Una vez llegado a mi destino, empapado y dolorido en algunas partes del cuerpo, me bajo de la moto sin tiempo para reaccionar ante la avalancha de polvos de talco que me viene encima. Es la segunda parte de la benidición, que en realidad se asemeja a un rebozado: en vez de huevo, agua, y en vez de harina, talco. Sólo falta que me frían para sentirse como una croqueta, aunque algo se andará.
De perdidos, al río: salgo a la calle dispuesto a ser mojado y polvoreado y aprovechar esta magnífica oportunidad de conocer gente con la que de sólito uno no cruza ni una palabra. Es incluso agradable ante un calor sofocante y bajo un sol inmisericorde. Los espasmos te los provoca el agua que te cae por la espalda y que alguno que otro ha refrescado con cubitos de hielo. No hace falta que sepan español o inglés para entender mis gritos de sorpresa y sus risas denotan que lo han entendido.
De vuelta en casa empapado, con la piel más pálida, alguna rojiza roncha más, el cabello canoso y unos labios contagiados de sonrisa ajena te vuelves a dar cuenta de que Camboya baila, ríe y llora al son del agua.
Por cierto, ¡Súasudei Chenam Tmei! (n.d.t: ¡Feliz año nuevo!)

——————————

→ **Enunciado**: En el fragmento sobre el año nuevo en Camboya, ¿qué rasgos presenta quien narra al volver a casa? Enuméralos todos. Resuelve la tarea solo con la información del fragmento.

→ **Datos extraídos de una colección**:
——————————

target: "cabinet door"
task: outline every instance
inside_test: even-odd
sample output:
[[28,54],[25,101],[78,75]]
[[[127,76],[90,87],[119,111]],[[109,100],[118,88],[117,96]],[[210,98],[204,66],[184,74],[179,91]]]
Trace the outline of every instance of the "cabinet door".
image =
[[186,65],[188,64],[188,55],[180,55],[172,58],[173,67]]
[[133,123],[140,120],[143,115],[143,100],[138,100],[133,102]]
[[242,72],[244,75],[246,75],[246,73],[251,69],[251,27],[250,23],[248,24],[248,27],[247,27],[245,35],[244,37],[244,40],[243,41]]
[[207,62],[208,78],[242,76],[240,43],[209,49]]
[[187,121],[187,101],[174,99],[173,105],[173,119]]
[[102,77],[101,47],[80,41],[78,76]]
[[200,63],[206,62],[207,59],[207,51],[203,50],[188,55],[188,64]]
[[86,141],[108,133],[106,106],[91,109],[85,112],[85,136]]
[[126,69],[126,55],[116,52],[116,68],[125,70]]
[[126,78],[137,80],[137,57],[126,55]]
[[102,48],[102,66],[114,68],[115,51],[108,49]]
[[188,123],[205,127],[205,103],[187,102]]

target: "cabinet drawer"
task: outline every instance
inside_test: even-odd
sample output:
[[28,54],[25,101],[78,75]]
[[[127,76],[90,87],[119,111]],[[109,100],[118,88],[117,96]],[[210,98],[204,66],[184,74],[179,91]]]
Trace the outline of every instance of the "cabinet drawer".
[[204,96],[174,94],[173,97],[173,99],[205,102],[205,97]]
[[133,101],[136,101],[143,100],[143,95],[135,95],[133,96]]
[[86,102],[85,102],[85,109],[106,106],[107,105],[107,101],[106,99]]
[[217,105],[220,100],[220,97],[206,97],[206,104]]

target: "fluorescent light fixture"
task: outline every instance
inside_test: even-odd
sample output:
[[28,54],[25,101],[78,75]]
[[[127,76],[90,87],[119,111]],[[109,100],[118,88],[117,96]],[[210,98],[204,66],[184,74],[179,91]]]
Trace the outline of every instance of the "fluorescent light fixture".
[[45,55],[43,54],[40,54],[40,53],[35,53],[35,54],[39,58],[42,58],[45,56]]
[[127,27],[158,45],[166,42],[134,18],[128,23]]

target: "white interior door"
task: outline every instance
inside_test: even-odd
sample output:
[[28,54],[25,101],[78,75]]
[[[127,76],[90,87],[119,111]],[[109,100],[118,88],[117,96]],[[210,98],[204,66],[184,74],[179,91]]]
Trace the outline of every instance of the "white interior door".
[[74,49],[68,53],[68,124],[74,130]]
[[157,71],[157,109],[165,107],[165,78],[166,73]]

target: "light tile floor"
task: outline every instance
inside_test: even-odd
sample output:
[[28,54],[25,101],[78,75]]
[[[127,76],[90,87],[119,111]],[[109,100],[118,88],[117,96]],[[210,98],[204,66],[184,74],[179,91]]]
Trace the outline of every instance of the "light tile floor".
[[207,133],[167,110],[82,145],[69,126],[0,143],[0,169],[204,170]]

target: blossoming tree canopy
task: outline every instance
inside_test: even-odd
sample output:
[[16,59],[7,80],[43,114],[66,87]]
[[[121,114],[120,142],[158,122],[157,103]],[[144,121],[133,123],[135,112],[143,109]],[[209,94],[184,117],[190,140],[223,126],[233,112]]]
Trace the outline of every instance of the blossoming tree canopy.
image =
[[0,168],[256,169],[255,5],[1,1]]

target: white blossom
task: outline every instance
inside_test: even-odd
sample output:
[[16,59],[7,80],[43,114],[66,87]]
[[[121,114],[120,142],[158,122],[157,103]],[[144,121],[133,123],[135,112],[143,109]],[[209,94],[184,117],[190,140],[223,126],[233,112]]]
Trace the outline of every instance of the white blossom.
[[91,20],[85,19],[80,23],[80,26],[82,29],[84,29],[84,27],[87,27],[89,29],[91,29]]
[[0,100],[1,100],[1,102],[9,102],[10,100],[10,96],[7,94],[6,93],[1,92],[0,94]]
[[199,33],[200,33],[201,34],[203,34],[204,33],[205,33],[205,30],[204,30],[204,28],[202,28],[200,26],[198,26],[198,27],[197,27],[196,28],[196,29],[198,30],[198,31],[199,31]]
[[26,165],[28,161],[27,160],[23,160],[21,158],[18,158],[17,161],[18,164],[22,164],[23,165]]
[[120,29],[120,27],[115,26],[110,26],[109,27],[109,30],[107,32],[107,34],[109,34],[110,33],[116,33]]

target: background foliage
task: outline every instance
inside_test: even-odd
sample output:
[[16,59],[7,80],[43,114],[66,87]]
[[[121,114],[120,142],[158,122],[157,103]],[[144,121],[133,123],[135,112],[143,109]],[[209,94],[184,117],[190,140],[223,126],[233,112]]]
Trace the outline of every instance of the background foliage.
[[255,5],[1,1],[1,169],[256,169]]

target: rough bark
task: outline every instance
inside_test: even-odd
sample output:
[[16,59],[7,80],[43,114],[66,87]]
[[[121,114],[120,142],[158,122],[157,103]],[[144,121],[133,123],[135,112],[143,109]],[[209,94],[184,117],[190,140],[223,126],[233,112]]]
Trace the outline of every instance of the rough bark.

——————————

→ **Solución**:
- Empapado
- Con la piel más pálida
- Con alguna roncha rojiza más
- Con el cabello canoso
- Con unos labios contagiados de sonrisa ajena